WRITTEN REQUEST :: Display every line in the records below that contains the word "accurate", reproducing each such line in full.
--- START OF LISTED ENTRIES ---
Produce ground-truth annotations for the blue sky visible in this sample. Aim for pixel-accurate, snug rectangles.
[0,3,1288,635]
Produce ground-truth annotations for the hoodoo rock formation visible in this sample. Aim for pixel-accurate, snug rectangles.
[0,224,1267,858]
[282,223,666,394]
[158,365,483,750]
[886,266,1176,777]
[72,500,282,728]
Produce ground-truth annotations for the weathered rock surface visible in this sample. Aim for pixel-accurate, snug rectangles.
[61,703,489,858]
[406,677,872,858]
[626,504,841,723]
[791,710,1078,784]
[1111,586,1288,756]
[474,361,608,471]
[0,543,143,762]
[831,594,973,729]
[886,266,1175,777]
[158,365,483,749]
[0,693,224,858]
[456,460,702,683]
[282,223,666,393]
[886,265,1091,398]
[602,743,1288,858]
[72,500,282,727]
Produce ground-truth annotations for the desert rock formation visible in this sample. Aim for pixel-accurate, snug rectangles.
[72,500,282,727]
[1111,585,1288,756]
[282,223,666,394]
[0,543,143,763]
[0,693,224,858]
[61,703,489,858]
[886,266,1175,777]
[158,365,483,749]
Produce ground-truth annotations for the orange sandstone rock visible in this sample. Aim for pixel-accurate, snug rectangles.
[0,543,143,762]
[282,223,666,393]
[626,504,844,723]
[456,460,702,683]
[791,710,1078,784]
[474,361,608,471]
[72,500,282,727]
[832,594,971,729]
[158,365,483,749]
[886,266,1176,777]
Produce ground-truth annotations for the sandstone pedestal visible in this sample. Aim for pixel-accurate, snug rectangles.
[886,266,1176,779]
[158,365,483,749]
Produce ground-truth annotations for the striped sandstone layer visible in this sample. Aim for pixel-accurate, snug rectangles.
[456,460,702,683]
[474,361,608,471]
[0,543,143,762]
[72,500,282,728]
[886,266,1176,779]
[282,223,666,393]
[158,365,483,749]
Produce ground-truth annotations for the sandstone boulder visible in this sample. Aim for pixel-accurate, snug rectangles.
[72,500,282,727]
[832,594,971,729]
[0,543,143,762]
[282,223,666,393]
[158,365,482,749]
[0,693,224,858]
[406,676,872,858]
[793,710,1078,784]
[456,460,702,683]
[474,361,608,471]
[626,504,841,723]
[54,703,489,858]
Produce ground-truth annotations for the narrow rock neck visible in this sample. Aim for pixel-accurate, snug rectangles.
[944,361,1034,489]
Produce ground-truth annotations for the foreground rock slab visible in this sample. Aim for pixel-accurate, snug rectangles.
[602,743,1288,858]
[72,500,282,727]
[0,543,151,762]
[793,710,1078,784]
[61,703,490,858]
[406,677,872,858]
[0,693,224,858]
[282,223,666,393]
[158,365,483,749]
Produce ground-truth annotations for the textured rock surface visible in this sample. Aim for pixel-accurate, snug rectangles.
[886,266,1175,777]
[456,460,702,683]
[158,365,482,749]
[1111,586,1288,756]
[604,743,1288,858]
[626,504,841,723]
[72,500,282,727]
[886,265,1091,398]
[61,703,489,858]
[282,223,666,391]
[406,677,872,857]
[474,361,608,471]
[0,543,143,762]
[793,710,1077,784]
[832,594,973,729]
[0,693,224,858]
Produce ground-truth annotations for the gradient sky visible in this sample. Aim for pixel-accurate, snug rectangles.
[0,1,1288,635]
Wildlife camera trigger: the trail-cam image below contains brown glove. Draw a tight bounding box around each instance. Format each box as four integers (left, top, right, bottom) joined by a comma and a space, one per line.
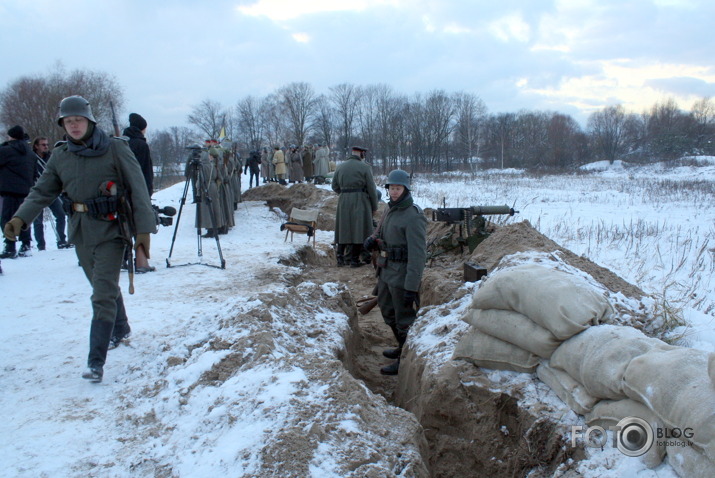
3, 216, 25, 242
134, 232, 151, 259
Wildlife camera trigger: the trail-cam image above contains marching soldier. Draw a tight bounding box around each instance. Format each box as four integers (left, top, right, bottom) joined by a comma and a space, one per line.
4, 96, 156, 382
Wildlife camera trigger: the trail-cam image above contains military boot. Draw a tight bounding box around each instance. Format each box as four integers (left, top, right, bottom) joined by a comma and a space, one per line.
82, 320, 114, 382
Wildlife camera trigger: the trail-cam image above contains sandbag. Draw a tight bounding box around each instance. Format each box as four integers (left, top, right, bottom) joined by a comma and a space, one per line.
536, 361, 598, 415
472, 264, 613, 340
452, 327, 539, 373
623, 348, 715, 461
551, 325, 675, 400
665, 445, 715, 478
464, 309, 561, 359
585, 398, 665, 469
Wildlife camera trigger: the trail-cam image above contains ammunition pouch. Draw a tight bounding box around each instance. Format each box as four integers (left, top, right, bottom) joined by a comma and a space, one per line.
387, 246, 407, 262
84, 196, 119, 219
377, 246, 407, 267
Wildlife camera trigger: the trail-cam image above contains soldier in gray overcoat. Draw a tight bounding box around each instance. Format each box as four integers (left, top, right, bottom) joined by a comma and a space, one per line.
5, 96, 156, 382
288, 144, 304, 183
331, 146, 377, 267
313, 143, 330, 184
363, 169, 427, 375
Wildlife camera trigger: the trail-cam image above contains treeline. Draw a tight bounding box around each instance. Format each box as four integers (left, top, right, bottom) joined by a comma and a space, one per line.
0, 67, 715, 180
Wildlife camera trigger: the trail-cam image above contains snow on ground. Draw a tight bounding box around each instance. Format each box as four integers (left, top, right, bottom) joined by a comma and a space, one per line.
0, 159, 715, 477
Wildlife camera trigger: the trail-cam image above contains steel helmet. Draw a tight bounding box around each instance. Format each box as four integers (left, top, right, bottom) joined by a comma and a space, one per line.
385, 169, 410, 189
57, 96, 97, 126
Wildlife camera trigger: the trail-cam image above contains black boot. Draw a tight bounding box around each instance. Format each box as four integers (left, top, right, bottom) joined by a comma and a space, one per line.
335, 244, 345, 267
82, 320, 114, 382
108, 295, 132, 350
380, 359, 400, 375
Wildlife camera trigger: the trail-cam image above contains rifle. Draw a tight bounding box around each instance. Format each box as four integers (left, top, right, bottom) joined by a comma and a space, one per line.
109, 101, 136, 294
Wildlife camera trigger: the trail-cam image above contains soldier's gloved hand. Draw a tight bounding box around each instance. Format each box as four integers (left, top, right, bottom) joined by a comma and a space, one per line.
403, 290, 419, 308
134, 232, 151, 259
3, 216, 25, 242
362, 236, 377, 251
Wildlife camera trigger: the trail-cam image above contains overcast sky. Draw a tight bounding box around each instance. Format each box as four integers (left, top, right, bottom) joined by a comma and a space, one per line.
0, 0, 715, 132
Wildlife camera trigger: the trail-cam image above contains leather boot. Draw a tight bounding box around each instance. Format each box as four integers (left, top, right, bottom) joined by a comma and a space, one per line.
87, 320, 114, 381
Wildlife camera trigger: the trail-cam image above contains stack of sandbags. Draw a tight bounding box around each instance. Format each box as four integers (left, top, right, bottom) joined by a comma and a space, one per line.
454, 264, 613, 372
623, 348, 715, 470
585, 398, 666, 469
550, 325, 675, 400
--- END OF LISTED ENTRIES ---
SOLUTION TO THIS EXERCISE ::
Produce ground-truth annotations for the blue sky visible in this sample. Aim for pixel-accurate, snug rectangles.
Produce ground-truth annotations for the hoodoo rock formation visible in this sample. Aim for pixel-accurate, snug rectangles.
Produce ground-truth annotations for the weathered rock surface visible in this sample. Aim for pixel-accurate, snug rectangles.
Produce ground-truth annotations for the desert rock formation visible in this sample. Aim for pixel-accurate, snug rectangles.
Produce ground-truth annotations for the orange sandstone rock visible in this sample. Aim for pixel-accurate, snug rectangles.
Produce ground-truth annotations for the sandstone pedestal visible in this sample. Aim for pixel-accurate, snug rectangles.
Produce ground-truth annotations for the striped sandstone layer visible in this sample. Aim for pixel-accurate, snug rectangles.
Produce ground-truth annotations for the sandstone boulder visible in this sample. Aim for pixel-accurate, snug rectangles.
Produce ground-truth annotations for the narrow rock neck visible in this sample. Aim for pixel-accurate, snug rectangles.
Produce ground-truth annotations for the foreground rock slab visible in this sample. Aim for pixel-accurate, snug rectangles.
Produce ground-truth annotations for the textured rock surface visible in this sample. Aim for pixel-accurate, snug rectangles.
Produce ground-truth annotations for the gradient sky visible in this sample. Aim for pixel-accurate, snug rectangles.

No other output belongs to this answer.